# Given instruction:
The lines to extract start at the one containing "Objective: one point per instance of the decorative" and end with the last line; give them exactly and nothing more.

# Data supplied:
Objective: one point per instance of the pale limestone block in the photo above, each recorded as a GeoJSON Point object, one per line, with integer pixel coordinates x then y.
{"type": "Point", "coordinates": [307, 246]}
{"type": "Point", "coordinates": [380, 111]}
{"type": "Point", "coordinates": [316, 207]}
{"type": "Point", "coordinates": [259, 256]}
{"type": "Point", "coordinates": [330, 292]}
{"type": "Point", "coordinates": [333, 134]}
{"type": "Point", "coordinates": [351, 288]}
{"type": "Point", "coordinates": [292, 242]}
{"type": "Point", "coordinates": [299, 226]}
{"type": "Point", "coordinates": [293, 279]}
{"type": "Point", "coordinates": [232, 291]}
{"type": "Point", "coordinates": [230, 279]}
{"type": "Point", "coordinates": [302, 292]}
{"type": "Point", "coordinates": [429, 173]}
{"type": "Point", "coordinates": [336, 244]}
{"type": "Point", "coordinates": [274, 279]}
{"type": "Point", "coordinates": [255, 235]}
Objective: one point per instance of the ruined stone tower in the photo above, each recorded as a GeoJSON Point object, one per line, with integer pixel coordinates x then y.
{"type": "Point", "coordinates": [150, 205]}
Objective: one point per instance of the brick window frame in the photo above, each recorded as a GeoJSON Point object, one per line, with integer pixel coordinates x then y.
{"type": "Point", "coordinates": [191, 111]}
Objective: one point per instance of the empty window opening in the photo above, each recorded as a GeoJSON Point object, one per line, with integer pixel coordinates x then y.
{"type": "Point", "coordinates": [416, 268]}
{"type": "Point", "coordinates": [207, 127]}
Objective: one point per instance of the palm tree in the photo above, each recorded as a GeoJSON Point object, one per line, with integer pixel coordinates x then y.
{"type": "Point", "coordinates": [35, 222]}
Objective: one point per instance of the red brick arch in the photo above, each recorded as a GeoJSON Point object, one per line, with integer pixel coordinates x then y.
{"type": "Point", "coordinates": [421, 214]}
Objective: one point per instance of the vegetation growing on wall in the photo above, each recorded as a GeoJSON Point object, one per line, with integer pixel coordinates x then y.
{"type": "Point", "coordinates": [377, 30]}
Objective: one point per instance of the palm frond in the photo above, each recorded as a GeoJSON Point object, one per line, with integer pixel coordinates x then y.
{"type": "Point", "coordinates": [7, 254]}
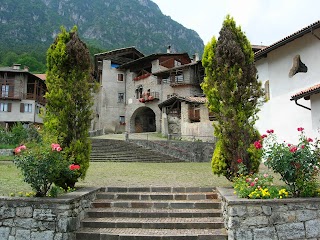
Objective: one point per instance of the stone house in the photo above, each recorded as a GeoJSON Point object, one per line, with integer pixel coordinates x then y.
{"type": "Point", "coordinates": [21, 96]}
{"type": "Point", "coordinates": [154, 93]}
{"type": "Point", "coordinates": [286, 68]}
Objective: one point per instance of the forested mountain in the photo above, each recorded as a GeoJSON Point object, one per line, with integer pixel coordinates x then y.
{"type": "Point", "coordinates": [28, 28]}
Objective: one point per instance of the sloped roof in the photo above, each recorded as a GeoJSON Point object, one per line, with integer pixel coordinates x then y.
{"type": "Point", "coordinates": [307, 92]}
{"type": "Point", "coordinates": [262, 53]}
{"type": "Point", "coordinates": [190, 99]}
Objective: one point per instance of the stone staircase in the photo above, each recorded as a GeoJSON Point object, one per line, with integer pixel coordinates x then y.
{"type": "Point", "coordinates": [104, 150]}
{"type": "Point", "coordinates": [166, 213]}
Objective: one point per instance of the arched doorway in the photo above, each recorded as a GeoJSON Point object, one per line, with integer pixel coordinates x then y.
{"type": "Point", "coordinates": [143, 120]}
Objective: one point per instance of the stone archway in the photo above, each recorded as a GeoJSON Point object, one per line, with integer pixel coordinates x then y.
{"type": "Point", "coordinates": [143, 120]}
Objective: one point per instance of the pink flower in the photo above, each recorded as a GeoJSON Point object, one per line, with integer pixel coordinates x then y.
{"type": "Point", "coordinates": [293, 149]}
{"type": "Point", "coordinates": [257, 144]}
{"type": "Point", "coordinates": [56, 147]}
{"type": "Point", "coordinates": [17, 150]}
{"type": "Point", "coordinates": [73, 167]}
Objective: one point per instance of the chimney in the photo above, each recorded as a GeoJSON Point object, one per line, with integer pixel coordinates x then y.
{"type": "Point", "coordinates": [169, 49]}
{"type": "Point", "coordinates": [16, 66]}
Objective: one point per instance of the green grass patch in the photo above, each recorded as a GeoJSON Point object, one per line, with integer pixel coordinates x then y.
{"type": "Point", "coordinates": [6, 158]}
{"type": "Point", "coordinates": [7, 146]}
{"type": "Point", "coordinates": [101, 174]}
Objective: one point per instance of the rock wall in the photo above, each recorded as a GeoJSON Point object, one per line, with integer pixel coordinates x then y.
{"type": "Point", "coordinates": [44, 218]}
{"type": "Point", "coordinates": [253, 219]}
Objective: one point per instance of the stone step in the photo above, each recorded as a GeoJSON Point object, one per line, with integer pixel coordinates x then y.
{"type": "Point", "coordinates": [158, 189]}
{"type": "Point", "coordinates": [158, 223]}
{"type": "Point", "coordinates": [152, 213]}
{"type": "Point", "coordinates": [186, 204]}
{"type": "Point", "coordinates": [150, 234]}
{"type": "Point", "coordinates": [157, 196]}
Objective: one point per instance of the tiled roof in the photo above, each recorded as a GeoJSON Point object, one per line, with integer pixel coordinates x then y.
{"type": "Point", "coordinates": [169, 101]}
{"type": "Point", "coordinates": [260, 54]}
{"type": "Point", "coordinates": [307, 92]}
{"type": "Point", "coordinates": [41, 76]}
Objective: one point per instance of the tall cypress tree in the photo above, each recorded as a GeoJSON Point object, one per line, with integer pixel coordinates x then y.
{"type": "Point", "coordinates": [234, 95]}
{"type": "Point", "coordinates": [69, 100]}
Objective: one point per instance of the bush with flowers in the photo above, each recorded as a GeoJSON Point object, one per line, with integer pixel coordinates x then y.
{"type": "Point", "coordinates": [256, 186]}
{"type": "Point", "coordinates": [41, 166]}
{"type": "Point", "coordinates": [297, 164]}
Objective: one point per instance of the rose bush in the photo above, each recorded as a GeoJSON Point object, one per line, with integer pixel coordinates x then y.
{"type": "Point", "coordinates": [297, 164]}
{"type": "Point", "coordinates": [41, 166]}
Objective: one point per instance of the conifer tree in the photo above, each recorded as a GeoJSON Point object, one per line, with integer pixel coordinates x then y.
{"type": "Point", "coordinates": [69, 100]}
{"type": "Point", "coordinates": [234, 95]}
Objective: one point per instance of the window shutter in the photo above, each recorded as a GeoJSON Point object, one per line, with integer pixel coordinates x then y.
{"type": "Point", "coordinates": [11, 91]}
{"type": "Point", "coordinates": [9, 107]}
{"type": "Point", "coordinates": [21, 107]}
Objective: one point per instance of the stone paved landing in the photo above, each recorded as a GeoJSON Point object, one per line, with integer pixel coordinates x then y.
{"type": "Point", "coordinates": [154, 213]}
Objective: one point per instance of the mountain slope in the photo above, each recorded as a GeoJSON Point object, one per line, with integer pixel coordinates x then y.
{"type": "Point", "coordinates": [31, 25]}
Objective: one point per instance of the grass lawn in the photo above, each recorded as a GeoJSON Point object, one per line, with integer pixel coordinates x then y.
{"type": "Point", "coordinates": [127, 174]}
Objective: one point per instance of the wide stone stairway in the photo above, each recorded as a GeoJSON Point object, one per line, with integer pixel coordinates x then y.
{"type": "Point", "coordinates": [104, 150]}
{"type": "Point", "coordinates": [166, 213]}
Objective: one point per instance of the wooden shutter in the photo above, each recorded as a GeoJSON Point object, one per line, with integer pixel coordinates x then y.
{"type": "Point", "coordinates": [11, 91]}
{"type": "Point", "coordinates": [21, 107]}
{"type": "Point", "coordinates": [9, 107]}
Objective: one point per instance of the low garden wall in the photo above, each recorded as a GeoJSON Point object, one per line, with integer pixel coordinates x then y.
{"type": "Point", "coordinates": [44, 218]}
{"type": "Point", "coordinates": [189, 151]}
{"type": "Point", "coordinates": [6, 152]}
{"type": "Point", "coordinates": [253, 219]}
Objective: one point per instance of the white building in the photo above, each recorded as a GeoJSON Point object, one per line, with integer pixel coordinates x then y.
{"type": "Point", "coordinates": [286, 68]}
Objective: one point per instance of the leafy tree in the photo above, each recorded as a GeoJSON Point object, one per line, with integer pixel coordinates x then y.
{"type": "Point", "coordinates": [234, 95]}
{"type": "Point", "coordinates": [69, 100]}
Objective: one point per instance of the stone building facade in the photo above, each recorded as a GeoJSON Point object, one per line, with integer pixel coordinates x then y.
{"type": "Point", "coordinates": [154, 93]}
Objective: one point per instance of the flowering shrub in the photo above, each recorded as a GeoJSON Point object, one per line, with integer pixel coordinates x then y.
{"type": "Point", "coordinates": [257, 186]}
{"type": "Point", "coordinates": [41, 166]}
{"type": "Point", "coordinates": [298, 165]}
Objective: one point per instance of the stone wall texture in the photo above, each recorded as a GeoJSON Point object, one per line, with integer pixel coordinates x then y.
{"type": "Point", "coordinates": [44, 218]}
{"type": "Point", "coordinates": [186, 150]}
{"type": "Point", "coordinates": [249, 219]}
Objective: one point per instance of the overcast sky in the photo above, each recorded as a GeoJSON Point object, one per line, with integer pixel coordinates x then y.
{"type": "Point", "coordinates": [264, 21]}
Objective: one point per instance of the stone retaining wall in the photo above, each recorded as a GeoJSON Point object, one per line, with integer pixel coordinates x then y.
{"type": "Point", "coordinates": [189, 151]}
{"type": "Point", "coordinates": [249, 219]}
{"type": "Point", "coordinates": [44, 218]}
{"type": "Point", "coordinates": [6, 152]}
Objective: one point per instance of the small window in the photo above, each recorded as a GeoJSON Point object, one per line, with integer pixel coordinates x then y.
{"type": "Point", "coordinates": [194, 113]}
{"type": "Point", "coordinates": [122, 120]}
{"type": "Point", "coordinates": [26, 107]}
{"type": "Point", "coordinates": [267, 90]}
{"type": "Point", "coordinates": [120, 97]}
{"type": "Point", "coordinates": [5, 91]}
{"type": "Point", "coordinates": [120, 77]}
{"type": "Point", "coordinates": [5, 107]}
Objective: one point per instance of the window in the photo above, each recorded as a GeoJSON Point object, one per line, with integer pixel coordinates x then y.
{"type": "Point", "coordinates": [5, 91]}
{"type": "Point", "coordinates": [120, 97]}
{"type": "Point", "coordinates": [194, 113]}
{"type": "Point", "coordinates": [122, 120]}
{"type": "Point", "coordinates": [5, 107]}
{"type": "Point", "coordinates": [120, 77]}
{"type": "Point", "coordinates": [267, 90]}
{"type": "Point", "coordinates": [26, 107]}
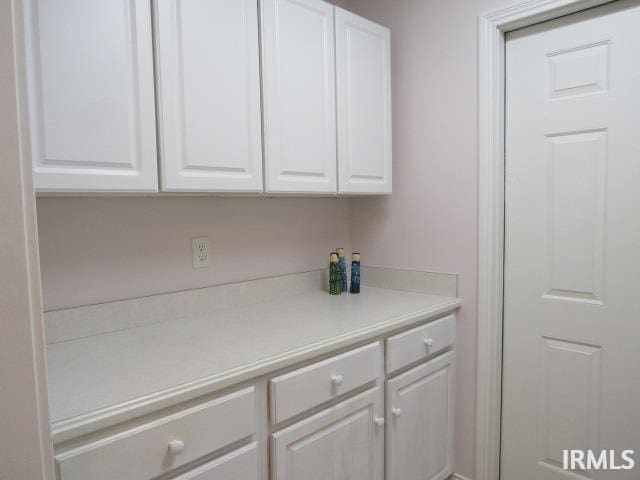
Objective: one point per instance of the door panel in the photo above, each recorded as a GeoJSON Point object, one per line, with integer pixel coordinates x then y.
{"type": "Point", "coordinates": [363, 72]}
{"type": "Point", "coordinates": [298, 53]}
{"type": "Point", "coordinates": [91, 95]}
{"type": "Point", "coordinates": [572, 243]}
{"type": "Point", "coordinates": [420, 422]}
{"type": "Point", "coordinates": [342, 442]}
{"type": "Point", "coordinates": [209, 95]}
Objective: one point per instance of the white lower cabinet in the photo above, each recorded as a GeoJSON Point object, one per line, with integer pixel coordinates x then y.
{"type": "Point", "coordinates": [240, 464]}
{"type": "Point", "coordinates": [420, 422]}
{"type": "Point", "coordinates": [146, 451]}
{"type": "Point", "coordinates": [344, 442]}
{"type": "Point", "coordinates": [329, 420]}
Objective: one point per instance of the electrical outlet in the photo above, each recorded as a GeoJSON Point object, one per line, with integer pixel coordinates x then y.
{"type": "Point", "coordinates": [200, 251]}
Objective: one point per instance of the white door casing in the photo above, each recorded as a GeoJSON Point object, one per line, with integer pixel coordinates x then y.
{"type": "Point", "coordinates": [298, 74]}
{"type": "Point", "coordinates": [420, 423]}
{"type": "Point", "coordinates": [363, 88]}
{"type": "Point", "coordinates": [91, 95]}
{"type": "Point", "coordinates": [572, 244]}
{"type": "Point", "coordinates": [208, 77]}
{"type": "Point", "coordinates": [26, 451]}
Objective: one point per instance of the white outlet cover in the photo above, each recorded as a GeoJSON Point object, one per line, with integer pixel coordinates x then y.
{"type": "Point", "coordinates": [201, 252]}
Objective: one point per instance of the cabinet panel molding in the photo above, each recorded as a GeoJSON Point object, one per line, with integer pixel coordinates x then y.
{"type": "Point", "coordinates": [344, 441]}
{"type": "Point", "coordinates": [298, 62]}
{"type": "Point", "coordinates": [420, 422]}
{"type": "Point", "coordinates": [208, 78]}
{"type": "Point", "coordinates": [363, 87]}
{"type": "Point", "coordinates": [91, 95]}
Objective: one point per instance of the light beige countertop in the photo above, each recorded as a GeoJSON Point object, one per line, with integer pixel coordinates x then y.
{"type": "Point", "coordinates": [125, 372]}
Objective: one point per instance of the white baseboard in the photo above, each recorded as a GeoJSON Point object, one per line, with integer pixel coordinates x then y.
{"type": "Point", "coordinates": [455, 476]}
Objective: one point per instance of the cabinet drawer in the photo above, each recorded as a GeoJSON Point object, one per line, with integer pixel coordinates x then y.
{"type": "Point", "coordinates": [413, 345]}
{"type": "Point", "coordinates": [143, 452]}
{"type": "Point", "coordinates": [307, 387]}
{"type": "Point", "coordinates": [240, 464]}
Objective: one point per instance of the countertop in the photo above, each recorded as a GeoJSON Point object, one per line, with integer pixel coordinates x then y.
{"type": "Point", "coordinates": [121, 371]}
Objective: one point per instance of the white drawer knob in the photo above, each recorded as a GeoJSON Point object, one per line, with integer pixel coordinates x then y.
{"type": "Point", "coordinates": [176, 447]}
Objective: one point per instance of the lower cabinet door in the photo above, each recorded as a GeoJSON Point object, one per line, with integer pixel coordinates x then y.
{"type": "Point", "coordinates": [240, 464]}
{"type": "Point", "coordinates": [344, 442]}
{"type": "Point", "coordinates": [420, 406]}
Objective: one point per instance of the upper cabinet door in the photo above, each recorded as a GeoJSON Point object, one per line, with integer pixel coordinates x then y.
{"type": "Point", "coordinates": [363, 73]}
{"type": "Point", "coordinates": [91, 95]}
{"type": "Point", "coordinates": [299, 96]}
{"type": "Point", "coordinates": [209, 95]}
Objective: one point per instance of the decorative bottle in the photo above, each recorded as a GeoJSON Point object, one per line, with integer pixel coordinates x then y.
{"type": "Point", "coordinates": [342, 263]}
{"type": "Point", "coordinates": [335, 280]}
{"type": "Point", "coordinates": [355, 273]}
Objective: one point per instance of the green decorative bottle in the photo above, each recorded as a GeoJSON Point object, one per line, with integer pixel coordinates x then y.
{"type": "Point", "coordinates": [335, 279]}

# Worked answer:
Objective: one point per instance of the decorative bottle in the photo above, each recorded as a GeoJSON Point object, one per line, with integer pixel coordinates x then y.
{"type": "Point", "coordinates": [342, 263]}
{"type": "Point", "coordinates": [335, 280]}
{"type": "Point", "coordinates": [355, 273]}
Objective: one point per instance of the green decorative bottle in the photo above, each recorded as a GeoJSON Point object, one per line, with integer pixel coordinates x then y.
{"type": "Point", "coordinates": [335, 279]}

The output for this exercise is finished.